Dataset excerpts on object pointing
[Begin]

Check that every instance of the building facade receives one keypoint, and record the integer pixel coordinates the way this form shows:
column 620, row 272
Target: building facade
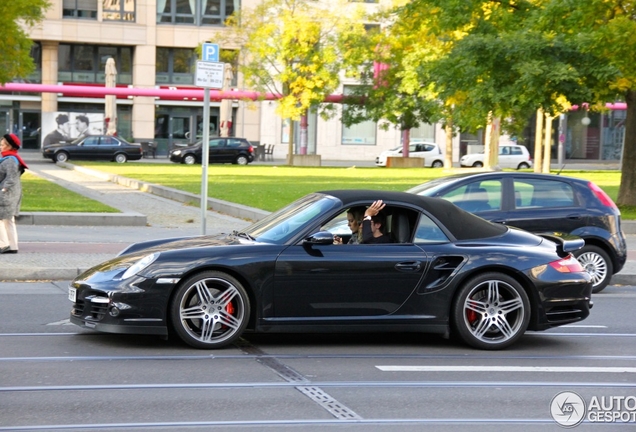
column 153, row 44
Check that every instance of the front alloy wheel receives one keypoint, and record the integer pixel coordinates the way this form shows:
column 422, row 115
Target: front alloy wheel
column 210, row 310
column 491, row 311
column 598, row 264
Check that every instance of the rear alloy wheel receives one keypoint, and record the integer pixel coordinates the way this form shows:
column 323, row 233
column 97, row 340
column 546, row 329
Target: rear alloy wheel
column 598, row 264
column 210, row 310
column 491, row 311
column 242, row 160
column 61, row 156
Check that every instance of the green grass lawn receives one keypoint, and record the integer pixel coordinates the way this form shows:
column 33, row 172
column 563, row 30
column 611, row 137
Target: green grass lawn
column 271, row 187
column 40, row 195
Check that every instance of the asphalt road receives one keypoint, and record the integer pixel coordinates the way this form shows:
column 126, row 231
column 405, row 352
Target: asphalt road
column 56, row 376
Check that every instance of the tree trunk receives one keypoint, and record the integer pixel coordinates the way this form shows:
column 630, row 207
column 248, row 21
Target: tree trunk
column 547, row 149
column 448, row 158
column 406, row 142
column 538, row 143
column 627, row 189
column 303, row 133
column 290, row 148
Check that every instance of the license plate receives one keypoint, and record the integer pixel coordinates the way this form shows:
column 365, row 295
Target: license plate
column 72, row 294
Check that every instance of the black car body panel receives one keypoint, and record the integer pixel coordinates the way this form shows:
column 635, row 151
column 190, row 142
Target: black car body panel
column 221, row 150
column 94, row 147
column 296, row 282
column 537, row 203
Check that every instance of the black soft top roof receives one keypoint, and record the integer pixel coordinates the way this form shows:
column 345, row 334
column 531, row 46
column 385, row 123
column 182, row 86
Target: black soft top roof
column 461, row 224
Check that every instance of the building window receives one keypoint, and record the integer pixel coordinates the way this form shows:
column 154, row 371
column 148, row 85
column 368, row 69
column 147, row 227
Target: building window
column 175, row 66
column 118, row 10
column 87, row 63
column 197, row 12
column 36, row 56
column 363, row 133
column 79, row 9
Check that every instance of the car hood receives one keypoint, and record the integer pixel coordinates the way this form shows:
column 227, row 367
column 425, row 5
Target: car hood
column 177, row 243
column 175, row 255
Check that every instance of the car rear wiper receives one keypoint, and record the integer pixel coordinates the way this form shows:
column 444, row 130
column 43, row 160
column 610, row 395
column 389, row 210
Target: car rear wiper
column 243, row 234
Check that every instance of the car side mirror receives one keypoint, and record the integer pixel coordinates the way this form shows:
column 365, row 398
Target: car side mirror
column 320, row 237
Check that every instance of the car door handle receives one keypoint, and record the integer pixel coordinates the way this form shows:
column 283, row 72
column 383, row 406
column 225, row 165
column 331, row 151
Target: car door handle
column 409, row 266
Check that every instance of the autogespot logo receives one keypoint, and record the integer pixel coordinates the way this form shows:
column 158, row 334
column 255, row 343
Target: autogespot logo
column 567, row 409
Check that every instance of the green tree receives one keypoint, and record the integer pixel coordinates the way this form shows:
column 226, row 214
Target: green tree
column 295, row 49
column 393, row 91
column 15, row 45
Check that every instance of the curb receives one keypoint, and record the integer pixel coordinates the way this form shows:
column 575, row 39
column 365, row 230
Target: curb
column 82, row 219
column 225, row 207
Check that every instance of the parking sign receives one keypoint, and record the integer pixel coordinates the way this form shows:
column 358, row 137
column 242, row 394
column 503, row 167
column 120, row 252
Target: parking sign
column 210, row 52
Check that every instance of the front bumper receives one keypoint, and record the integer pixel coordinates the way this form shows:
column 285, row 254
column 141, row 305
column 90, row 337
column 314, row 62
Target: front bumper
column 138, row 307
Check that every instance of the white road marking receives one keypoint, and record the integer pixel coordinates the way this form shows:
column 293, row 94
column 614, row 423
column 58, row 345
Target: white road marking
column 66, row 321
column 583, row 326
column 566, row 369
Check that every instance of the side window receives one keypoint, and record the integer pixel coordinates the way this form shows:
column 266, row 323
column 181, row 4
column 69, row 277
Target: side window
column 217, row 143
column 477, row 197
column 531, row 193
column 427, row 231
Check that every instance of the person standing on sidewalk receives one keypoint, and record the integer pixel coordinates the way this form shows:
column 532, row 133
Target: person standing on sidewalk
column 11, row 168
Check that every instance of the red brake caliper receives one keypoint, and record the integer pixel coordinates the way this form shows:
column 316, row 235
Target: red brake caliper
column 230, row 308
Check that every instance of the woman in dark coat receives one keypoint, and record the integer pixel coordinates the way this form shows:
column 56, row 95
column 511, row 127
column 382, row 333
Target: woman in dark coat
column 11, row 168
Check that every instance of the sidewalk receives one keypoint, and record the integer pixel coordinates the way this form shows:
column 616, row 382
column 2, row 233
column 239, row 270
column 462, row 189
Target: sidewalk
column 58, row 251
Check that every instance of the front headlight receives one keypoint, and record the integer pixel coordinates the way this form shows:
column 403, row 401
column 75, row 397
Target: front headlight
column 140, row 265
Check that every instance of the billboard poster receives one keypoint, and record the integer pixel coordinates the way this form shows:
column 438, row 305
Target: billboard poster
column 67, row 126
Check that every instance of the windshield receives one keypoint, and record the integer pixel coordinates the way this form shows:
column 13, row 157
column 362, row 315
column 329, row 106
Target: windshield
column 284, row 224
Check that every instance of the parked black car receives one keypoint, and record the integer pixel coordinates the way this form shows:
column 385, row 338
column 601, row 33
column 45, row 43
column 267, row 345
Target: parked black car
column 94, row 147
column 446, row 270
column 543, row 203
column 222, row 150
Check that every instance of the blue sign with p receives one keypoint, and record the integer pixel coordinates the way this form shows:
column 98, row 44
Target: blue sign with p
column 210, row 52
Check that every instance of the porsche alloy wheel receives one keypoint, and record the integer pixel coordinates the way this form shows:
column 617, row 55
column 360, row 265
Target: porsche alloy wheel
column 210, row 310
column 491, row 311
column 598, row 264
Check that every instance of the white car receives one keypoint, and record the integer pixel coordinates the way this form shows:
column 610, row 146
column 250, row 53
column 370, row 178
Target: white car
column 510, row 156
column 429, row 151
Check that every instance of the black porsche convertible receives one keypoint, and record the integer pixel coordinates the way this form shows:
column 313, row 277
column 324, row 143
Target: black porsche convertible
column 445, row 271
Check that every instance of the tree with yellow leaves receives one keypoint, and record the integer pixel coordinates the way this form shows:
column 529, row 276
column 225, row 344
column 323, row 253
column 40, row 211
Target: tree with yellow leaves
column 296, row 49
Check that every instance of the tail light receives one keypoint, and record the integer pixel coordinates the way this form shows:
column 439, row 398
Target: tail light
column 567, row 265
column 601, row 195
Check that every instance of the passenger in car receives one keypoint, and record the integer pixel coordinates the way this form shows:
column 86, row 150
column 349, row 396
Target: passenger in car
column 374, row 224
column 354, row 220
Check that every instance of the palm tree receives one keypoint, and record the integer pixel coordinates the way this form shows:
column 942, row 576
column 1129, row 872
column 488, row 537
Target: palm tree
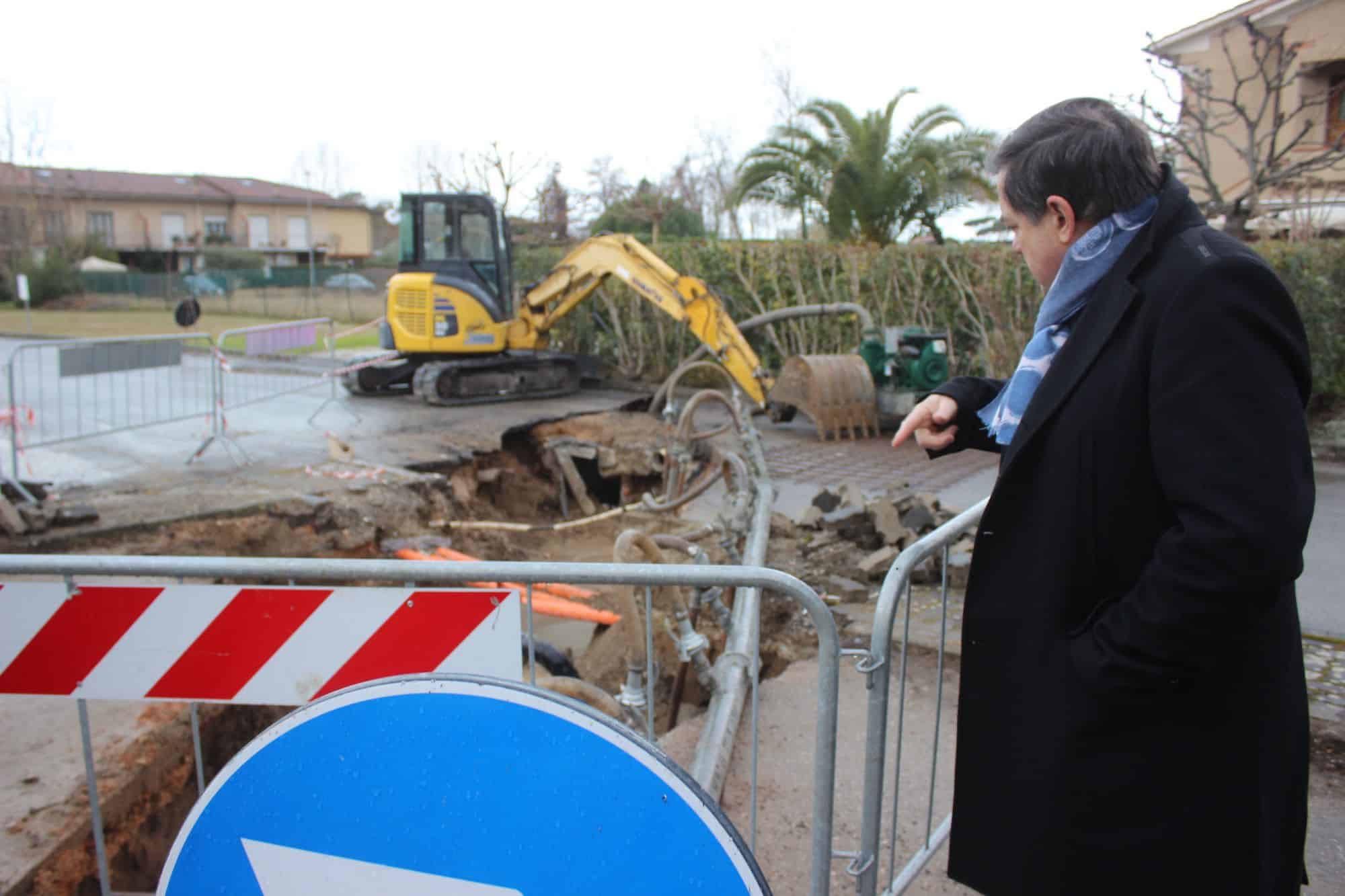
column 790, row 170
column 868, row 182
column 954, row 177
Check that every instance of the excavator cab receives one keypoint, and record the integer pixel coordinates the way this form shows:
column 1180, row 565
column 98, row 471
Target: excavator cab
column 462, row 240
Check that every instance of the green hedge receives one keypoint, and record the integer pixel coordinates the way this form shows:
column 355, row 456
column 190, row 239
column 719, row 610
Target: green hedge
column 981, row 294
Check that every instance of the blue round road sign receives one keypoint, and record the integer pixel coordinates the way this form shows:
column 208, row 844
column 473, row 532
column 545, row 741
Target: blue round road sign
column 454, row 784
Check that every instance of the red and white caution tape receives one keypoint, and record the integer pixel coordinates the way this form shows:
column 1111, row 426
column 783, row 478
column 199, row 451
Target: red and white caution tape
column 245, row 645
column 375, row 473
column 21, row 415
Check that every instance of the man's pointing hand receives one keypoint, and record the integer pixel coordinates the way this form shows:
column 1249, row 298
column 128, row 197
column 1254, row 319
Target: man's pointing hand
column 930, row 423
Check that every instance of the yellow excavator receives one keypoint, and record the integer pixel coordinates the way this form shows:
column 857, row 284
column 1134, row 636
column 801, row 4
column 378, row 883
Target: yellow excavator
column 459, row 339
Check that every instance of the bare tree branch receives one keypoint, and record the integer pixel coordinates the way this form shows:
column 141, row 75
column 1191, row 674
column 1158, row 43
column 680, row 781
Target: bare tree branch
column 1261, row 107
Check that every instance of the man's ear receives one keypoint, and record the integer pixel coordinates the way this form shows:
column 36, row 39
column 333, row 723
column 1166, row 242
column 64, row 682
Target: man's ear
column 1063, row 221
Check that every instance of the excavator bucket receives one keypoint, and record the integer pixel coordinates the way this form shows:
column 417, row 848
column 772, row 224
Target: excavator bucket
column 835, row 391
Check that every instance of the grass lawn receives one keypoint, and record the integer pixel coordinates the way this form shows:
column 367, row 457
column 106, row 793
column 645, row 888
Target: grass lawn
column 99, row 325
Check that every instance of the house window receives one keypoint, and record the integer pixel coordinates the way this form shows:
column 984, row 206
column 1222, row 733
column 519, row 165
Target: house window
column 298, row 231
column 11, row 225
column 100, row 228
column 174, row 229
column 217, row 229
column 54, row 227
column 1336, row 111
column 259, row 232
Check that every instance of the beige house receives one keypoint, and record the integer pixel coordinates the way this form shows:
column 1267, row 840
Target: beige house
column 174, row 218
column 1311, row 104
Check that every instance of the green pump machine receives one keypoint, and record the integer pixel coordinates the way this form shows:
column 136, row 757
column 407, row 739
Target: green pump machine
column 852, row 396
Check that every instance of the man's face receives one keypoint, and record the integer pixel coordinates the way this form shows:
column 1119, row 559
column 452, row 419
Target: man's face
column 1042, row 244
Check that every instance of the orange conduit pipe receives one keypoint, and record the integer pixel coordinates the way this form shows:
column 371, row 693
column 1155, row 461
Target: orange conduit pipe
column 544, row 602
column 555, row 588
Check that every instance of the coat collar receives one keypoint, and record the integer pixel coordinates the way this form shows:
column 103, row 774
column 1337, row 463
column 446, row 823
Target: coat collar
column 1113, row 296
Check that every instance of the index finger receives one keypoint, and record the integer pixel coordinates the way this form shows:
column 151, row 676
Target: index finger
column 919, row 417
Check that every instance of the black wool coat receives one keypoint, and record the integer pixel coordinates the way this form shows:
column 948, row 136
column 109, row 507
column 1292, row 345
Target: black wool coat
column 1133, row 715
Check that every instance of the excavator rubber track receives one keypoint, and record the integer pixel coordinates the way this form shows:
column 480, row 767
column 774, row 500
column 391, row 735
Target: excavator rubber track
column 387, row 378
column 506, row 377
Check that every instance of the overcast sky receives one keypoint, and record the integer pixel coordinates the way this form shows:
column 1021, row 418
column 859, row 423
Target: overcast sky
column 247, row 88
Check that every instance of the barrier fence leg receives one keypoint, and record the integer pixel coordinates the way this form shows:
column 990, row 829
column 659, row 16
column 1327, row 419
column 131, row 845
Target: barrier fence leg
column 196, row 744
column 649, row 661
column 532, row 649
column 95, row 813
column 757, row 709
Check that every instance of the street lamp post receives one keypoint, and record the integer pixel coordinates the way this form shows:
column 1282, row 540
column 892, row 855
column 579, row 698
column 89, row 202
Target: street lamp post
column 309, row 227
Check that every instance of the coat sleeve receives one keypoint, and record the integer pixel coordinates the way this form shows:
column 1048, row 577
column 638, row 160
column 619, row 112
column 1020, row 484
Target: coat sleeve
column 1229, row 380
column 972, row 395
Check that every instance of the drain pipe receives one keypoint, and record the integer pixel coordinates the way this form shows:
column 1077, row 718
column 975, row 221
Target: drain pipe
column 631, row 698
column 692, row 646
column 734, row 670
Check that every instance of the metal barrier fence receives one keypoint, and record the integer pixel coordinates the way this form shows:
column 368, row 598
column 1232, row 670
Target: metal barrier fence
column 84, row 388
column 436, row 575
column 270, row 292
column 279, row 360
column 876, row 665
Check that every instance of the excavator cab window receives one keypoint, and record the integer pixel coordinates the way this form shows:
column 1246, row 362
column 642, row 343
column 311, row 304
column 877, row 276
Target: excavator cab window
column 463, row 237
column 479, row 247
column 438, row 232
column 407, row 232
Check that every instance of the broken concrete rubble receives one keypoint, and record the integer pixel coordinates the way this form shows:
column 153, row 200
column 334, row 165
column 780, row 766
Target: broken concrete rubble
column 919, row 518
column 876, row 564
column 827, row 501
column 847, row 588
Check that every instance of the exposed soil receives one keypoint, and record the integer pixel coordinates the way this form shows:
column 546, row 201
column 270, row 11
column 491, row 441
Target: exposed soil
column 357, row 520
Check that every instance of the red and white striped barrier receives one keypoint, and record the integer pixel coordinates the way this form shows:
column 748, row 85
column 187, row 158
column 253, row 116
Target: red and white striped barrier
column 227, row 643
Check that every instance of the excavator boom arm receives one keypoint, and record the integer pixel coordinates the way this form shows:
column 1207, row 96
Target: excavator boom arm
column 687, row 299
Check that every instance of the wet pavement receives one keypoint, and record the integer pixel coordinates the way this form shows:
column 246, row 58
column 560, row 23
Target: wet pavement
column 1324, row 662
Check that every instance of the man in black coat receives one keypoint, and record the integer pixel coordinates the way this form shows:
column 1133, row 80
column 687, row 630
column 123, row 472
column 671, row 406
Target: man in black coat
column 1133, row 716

[End]

Stated problem:
Can you recast the lines as a Markdown table with the columns Row and Line text, starting at the very first line and ending at the line that contains "column 72, row 294", with both of those lines included, blank lines skipped, and the pictures left out?

Result for this task:
| Row | Line text |
|---|---|
| 1 | Check that every instance of the building facade receives one keypoint, and record the integer pixel coordinates the way this form shows: |
| 2 | column 620, row 272 |
| 3 | Target: building facade |
| 4 | column 153, row 44 |
| 5 | Check that every instance of the front alloy wheel receives one keypoint, and record the integer pixel coordinates the way this form shows: |
| 6 | column 422, row 115 |
| 7 | Target: front alloy wheel |
| 8 | column 210, row 310 |
| 9 | column 491, row 311 |
| 10 | column 598, row 264 |
| 11 | Check that every instance of the rear alloy wheel receives one keypoint, and record the integer pixel coordinates the way this form shows: |
| 12 | column 323, row 233 |
| 13 | column 97, row 340 |
| 14 | column 546, row 329 |
| 15 | Target: rear alloy wheel |
| 16 | column 598, row 264 |
| 17 | column 210, row 310 |
| 18 | column 491, row 311 |
| 19 | column 242, row 160 |
| 20 | column 61, row 156 |
| 21 | Check that every instance of the green grass lawn receives one keypoint, and record the integer pixel coordinates the way this form shows: |
| 22 | column 33, row 172 |
| 23 | column 563, row 30 |
| 24 | column 611, row 137 |
| 25 | Target: green grass lawn |
| 26 | column 271, row 187 |
| 27 | column 40, row 195 |
| 28 | Check that every instance of the asphalt road receives one keypoint, and record the integer pixel coordinates the way this form shows: |
| 29 | column 126, row 231 |
| 30 | column 405, row 352 |
| 31 | Target: asphalt road |
| 32 | column 56, row 376 |
| 33 | Check that every instance of the tree trunk receives one keypoint, and record the integer pixel coordinates the way this form shows: |
| 34 | column 630, row 207 |
| 35 | column 248, row 21 |
| 36 | Target: tree trunk |
| 37 | column 547, row 149 |
| 38 | column 448, row 158 |
| 39 | column 406, row 142 |
| 40 | column 538, row 143 |
| 41 | column 627, row 189 |
| 42 | column 303, row 133 |
| 43 | column 290, row 148 |
| 44 | Check that every instance of the license plate receives one keypoint, and record the integer pixel coordinates the way this form shows: |
| 45 | column 365, row 295 |
| 46 | Target: license plate |
| 47 | column 72, row 294 |